## CONSIGNES:
1. Relevez toutes les quantités accompagnées d'une unité de mesure dans l'extrait sur le volcanisme des traps.
2. Poursuivez le texte sur le volcanisme des traps à partir de sa dernière phrase.

## EXTRAIT:

'''

M. Courtillot explique aussi pourquoi ces éruptions ont le potentiel de
détruire une très grande partie de la faune et de la flore sur Terre, tout
en montrant comment il est possible de dater la formation de ces
gigantesques phénomènes volcaniques. Chacun d’entre eux s’est caractérisé
par l’écoulement de plusieurs millions de kilomètres cubes de lave sur une
période géologiquement courte, une centaine de milliers d’années. Pendant ce
temps, les flux de lave ont dégagé des quantités astronomiques de gaz dans
l’atmosphère, à des hauteurs dont l’auteur ne doute plus qu’elles aient été
stratosphériques, ce qui a nécessairement eu un impact sur le climat. Les
quantités de soufre éjectées dans l’atmosphère – très préjudiciables à la
vie – sont estimées à environ 100 gigatonnes pour certaines coulées et à
plus de 10 000 gigatonnes pour tout le volcanisme du Deccan.
L’auteur remet ainsi en question la fameuse thèse d’Alvarez, selon laquelle
les dinosaures auraient disparu suite à la collision d’une météorite. Pour
Courtillot, une collision ne peut pas expliquer à elle seule cette
extinction de masse et les scénarios alternatifs faisant état de deux
collisions de météorites ne seraient pas prouvés. A contrario, la
concomitance entre éruption d’un trap et extinction d’espèce semble se
reproduire dans l’histoire. Cela n’empêche pas l’auteur de reconnaître que
son scénario, novateur, « est encore loin de convaincre tout le monde, et
que bien des aspects méritent d’être soigneusement testés ». (p. 278)

'''

## DONNÉES FOURNIES:
'''

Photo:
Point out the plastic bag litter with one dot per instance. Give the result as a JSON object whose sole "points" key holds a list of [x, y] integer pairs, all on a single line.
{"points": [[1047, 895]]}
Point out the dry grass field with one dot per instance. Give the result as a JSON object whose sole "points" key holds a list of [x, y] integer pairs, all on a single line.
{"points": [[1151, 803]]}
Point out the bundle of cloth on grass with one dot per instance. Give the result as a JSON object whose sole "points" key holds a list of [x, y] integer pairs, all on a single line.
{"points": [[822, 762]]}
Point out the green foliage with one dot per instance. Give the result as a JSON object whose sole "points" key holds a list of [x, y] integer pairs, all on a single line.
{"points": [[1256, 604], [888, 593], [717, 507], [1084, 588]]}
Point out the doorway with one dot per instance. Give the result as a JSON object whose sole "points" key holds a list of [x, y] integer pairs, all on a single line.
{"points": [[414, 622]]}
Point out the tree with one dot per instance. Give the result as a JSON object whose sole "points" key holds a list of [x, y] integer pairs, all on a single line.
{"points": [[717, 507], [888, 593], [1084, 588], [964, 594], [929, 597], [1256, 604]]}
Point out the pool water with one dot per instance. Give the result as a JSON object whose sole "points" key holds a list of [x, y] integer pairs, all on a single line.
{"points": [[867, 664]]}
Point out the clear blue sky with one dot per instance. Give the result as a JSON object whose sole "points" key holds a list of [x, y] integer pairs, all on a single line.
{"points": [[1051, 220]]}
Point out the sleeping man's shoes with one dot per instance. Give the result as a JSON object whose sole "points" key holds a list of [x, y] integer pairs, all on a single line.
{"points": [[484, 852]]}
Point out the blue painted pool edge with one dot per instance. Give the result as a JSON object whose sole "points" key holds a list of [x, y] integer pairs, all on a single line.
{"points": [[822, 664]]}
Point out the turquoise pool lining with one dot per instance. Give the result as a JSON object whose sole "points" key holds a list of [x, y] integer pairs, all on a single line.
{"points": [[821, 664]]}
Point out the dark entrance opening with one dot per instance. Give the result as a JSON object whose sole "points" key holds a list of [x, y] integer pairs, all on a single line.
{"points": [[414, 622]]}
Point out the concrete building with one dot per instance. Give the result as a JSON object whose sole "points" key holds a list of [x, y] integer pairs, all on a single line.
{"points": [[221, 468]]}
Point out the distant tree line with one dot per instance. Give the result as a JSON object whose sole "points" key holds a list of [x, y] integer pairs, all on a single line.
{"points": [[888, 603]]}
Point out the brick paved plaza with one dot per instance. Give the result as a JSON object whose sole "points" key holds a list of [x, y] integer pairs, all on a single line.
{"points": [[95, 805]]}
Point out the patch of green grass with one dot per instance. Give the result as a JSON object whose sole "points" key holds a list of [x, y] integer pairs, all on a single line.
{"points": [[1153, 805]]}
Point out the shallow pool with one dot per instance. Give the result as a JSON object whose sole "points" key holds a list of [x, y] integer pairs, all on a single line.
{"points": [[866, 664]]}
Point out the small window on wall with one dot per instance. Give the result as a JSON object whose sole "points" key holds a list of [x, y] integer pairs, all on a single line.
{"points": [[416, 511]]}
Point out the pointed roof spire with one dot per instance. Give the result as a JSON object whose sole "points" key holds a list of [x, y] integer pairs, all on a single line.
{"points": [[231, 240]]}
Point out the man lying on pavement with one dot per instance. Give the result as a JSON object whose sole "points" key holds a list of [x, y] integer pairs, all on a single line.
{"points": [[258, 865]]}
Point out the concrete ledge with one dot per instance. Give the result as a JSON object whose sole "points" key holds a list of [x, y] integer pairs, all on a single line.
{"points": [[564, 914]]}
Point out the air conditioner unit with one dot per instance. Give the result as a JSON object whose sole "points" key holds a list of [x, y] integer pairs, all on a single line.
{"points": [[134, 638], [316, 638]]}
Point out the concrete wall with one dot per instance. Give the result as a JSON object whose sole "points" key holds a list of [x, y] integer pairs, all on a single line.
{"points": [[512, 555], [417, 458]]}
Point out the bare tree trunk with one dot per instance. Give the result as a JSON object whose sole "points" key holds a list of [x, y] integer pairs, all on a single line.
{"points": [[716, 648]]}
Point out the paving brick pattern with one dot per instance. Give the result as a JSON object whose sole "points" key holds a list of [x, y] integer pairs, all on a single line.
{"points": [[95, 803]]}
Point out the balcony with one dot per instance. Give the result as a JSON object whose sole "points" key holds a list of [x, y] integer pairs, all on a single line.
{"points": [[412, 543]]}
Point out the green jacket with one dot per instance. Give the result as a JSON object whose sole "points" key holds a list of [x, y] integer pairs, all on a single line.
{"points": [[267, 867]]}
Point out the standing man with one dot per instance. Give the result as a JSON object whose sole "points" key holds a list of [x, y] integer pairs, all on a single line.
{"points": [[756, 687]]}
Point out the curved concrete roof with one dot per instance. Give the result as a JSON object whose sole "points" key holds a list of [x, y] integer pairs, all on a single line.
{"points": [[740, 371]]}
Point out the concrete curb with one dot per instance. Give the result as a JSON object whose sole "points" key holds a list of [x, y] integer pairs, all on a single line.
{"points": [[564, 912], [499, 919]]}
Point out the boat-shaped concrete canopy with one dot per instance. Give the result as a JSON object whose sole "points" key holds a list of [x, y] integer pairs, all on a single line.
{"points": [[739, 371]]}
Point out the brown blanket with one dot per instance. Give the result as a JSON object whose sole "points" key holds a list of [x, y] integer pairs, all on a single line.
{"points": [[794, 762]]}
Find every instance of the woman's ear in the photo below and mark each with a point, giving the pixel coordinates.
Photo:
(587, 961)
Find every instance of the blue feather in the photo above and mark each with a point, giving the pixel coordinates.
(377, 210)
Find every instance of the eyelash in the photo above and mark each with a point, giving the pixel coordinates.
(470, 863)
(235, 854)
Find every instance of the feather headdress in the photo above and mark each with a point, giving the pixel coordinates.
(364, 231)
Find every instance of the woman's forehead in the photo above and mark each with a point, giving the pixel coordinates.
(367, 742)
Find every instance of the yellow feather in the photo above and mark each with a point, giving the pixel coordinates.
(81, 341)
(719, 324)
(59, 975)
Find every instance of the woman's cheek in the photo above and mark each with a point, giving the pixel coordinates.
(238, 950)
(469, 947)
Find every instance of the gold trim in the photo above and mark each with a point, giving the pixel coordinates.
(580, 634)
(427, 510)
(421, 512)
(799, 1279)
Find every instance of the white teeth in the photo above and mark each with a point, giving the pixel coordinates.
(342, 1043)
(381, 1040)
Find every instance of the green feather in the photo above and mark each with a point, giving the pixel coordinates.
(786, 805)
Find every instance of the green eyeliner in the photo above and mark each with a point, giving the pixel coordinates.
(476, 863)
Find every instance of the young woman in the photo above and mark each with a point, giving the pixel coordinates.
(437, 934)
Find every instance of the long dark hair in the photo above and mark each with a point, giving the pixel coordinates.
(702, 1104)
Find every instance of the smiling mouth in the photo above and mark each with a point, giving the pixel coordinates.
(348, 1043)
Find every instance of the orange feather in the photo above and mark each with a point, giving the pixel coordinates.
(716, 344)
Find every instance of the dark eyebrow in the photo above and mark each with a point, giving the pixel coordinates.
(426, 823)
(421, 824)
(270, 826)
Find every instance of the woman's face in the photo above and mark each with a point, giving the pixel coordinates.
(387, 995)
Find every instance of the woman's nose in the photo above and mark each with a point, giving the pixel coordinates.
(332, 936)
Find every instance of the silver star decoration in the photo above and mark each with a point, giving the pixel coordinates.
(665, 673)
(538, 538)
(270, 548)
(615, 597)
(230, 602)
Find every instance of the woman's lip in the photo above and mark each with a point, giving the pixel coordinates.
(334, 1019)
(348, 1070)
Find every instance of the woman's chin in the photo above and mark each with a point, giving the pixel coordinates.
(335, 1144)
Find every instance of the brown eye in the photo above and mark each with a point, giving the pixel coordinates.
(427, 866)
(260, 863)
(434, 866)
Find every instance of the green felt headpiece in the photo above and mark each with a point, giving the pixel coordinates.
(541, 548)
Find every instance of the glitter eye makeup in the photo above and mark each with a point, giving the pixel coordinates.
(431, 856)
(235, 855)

'''

## RÉPONSES AUX EXERCICES:
1.
- plusieurs millions de kilomètres cubes (de lave)
- une centaine de milliers d'années
- environ 100 gigatonnes (de soufre, pour certaines coulées)
- plus de 10 000 gigatonnes (de soufre, pour tout le volcanisme du Deccan)

2.
Purement scientifique, l’ouvrage s’insère aussi dans le débat, très actuel,
sur les causes du changement climatique. Certains s’interrogent sur la
légitimité d’un débat autour des conclusions du GIEC, selon lequel les 0,7°C
de réchauffement observé au cours du 20e siècle sont liés à l’activité
humaine. C’est ce que fait l’auteur. Comme Claude Allègre, et bien d’autres
scientifiques sceptiques, cela lui a valu nombre de critiques et d’attaques
visant à jeter le discrédit sur ses travaux.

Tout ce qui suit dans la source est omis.